• _Task directions_
Pull out each line in the rows below that contains the string "gray", counting only matches in the same case.

• _Extracted data_

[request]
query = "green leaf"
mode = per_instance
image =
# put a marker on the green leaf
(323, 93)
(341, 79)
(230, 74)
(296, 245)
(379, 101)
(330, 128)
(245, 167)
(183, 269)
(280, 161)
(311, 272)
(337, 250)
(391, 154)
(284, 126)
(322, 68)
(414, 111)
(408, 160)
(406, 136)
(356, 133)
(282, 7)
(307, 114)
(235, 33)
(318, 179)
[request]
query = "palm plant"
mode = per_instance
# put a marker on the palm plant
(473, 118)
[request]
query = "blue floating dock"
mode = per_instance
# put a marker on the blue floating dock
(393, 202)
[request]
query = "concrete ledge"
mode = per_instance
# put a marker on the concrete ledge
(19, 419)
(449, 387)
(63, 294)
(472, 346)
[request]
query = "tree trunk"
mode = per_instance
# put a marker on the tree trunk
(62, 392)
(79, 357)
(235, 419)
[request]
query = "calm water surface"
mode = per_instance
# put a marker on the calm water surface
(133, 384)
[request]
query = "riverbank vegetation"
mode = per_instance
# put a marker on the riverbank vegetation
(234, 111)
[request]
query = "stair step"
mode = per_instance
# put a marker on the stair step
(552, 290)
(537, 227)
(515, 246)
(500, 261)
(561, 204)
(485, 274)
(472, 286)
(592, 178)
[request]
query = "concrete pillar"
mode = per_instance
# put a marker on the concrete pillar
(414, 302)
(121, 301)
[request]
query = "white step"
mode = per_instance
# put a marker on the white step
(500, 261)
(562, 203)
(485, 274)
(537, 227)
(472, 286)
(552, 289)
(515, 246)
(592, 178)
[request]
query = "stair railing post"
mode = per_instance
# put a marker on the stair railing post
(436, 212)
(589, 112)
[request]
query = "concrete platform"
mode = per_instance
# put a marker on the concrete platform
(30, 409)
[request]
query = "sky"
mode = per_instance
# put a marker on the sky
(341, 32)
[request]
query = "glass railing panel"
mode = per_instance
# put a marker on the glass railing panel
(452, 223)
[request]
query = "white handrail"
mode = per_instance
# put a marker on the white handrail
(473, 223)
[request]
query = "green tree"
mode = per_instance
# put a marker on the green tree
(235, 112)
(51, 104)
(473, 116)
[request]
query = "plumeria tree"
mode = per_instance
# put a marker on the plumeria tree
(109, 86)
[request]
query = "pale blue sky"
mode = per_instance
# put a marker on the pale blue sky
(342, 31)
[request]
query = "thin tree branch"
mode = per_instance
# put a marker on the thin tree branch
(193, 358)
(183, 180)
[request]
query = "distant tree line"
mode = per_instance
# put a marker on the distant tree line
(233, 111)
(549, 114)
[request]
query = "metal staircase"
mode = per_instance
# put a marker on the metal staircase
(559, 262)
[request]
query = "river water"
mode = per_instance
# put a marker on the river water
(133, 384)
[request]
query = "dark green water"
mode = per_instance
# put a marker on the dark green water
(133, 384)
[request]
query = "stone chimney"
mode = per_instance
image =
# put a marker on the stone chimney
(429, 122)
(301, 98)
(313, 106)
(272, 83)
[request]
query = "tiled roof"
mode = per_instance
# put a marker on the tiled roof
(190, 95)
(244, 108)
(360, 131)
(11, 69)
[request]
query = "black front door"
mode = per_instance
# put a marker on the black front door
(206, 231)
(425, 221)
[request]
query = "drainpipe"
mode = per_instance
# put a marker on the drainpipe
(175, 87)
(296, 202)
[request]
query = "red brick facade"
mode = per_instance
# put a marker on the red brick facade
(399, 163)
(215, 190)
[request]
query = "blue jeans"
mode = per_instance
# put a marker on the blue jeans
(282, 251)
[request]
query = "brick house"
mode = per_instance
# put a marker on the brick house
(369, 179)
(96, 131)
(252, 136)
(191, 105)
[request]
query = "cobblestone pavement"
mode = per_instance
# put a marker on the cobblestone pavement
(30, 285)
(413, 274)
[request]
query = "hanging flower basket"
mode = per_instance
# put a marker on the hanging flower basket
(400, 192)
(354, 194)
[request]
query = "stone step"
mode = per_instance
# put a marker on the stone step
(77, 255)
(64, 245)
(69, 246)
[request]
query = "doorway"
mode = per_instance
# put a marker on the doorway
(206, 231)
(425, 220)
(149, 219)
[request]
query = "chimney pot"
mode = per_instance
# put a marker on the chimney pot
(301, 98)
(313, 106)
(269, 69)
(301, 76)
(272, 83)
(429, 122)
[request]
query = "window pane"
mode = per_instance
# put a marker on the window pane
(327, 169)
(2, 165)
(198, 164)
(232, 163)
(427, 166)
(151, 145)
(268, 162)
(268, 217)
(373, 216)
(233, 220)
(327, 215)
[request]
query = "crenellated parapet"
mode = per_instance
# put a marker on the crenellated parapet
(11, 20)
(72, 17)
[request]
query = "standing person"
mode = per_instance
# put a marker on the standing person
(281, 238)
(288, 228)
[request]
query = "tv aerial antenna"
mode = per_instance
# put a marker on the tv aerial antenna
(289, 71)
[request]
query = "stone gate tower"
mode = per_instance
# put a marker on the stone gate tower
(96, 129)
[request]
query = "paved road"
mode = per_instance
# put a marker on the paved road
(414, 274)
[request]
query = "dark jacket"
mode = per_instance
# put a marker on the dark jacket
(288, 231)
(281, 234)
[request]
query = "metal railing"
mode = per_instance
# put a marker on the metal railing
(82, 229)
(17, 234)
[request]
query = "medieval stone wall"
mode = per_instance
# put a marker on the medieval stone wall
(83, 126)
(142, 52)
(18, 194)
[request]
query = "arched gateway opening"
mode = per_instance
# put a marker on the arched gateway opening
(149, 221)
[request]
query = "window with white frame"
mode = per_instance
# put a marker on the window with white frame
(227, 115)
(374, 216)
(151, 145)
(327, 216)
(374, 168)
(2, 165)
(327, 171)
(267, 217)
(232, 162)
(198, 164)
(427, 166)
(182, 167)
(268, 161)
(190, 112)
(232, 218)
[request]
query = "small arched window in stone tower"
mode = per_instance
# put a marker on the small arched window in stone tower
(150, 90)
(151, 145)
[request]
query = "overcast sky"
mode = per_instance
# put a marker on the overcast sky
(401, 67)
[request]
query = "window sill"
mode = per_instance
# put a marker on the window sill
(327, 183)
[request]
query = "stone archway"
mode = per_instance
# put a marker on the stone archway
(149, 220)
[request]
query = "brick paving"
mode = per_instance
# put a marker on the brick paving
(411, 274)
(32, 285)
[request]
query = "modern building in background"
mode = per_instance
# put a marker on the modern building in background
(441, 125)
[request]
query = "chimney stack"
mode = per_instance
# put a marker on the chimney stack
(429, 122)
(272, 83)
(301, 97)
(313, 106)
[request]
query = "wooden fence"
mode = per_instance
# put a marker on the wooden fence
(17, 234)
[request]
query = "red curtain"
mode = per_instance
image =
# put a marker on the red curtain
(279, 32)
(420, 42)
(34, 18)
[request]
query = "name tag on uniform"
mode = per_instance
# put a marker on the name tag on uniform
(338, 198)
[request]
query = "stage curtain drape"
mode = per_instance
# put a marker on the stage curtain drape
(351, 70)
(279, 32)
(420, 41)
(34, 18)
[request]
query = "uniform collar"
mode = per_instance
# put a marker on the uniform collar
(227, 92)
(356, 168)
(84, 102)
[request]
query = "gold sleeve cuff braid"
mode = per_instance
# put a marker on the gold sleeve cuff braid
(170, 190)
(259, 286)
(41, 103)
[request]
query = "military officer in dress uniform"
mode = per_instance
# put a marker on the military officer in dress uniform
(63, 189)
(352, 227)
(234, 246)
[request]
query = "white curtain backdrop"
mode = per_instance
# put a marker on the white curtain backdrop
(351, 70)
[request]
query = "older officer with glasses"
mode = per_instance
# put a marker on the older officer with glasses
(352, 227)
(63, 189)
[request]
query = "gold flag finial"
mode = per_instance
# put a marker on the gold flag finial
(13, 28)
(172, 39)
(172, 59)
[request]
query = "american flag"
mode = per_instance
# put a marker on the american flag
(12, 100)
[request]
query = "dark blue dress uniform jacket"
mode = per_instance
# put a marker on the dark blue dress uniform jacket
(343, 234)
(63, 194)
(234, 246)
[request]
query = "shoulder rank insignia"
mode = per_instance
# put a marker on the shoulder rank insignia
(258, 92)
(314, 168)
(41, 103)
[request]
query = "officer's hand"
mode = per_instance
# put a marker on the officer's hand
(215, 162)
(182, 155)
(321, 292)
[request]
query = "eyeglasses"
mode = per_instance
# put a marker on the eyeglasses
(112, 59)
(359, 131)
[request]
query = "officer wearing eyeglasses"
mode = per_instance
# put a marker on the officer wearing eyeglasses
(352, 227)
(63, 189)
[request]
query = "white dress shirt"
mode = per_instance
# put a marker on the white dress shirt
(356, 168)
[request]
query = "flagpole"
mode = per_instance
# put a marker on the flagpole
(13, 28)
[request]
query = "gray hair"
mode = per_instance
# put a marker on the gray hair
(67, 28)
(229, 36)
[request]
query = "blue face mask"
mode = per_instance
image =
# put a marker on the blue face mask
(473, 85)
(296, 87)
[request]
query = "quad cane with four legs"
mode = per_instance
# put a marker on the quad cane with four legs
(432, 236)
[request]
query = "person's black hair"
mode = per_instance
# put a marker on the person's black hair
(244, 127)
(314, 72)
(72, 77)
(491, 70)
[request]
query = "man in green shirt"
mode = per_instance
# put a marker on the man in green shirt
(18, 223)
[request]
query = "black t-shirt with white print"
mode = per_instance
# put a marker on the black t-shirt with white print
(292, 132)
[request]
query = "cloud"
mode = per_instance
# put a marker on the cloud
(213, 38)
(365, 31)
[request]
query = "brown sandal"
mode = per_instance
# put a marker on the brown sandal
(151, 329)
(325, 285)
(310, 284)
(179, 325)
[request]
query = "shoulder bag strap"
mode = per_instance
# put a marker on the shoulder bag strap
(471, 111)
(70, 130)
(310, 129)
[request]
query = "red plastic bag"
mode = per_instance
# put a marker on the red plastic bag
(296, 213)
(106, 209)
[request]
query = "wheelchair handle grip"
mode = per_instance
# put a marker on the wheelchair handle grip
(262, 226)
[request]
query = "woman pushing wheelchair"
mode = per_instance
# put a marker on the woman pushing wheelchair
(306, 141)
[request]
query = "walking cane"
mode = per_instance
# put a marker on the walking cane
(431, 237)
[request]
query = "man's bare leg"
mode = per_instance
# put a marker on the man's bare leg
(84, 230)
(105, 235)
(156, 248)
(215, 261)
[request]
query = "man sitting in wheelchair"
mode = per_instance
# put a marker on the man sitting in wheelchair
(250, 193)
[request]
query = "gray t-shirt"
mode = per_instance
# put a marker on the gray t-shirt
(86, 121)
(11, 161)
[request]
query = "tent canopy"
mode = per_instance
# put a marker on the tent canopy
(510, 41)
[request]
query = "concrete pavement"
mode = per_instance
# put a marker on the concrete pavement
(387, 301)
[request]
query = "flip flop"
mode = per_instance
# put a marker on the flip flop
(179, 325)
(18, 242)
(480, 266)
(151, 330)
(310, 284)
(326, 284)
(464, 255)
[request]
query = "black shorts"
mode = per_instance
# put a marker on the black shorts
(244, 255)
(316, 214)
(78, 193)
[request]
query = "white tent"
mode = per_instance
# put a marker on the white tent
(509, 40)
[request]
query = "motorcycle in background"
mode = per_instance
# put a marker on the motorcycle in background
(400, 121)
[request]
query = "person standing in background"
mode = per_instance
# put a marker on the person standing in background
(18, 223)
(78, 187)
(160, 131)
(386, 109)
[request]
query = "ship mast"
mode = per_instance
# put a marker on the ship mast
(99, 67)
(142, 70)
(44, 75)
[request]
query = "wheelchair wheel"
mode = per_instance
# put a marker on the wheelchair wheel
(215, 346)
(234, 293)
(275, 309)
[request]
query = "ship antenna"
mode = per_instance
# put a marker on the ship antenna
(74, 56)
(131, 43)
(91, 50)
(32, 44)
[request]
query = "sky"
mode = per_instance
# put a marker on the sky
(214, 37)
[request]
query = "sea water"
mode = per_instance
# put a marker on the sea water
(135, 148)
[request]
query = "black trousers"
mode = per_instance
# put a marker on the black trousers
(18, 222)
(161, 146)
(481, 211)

• _Answer to this task_
query = "gray hair"
# put a marker on the gray hair
query = "gray t-shirt"
# put a marker on the gray t-shirt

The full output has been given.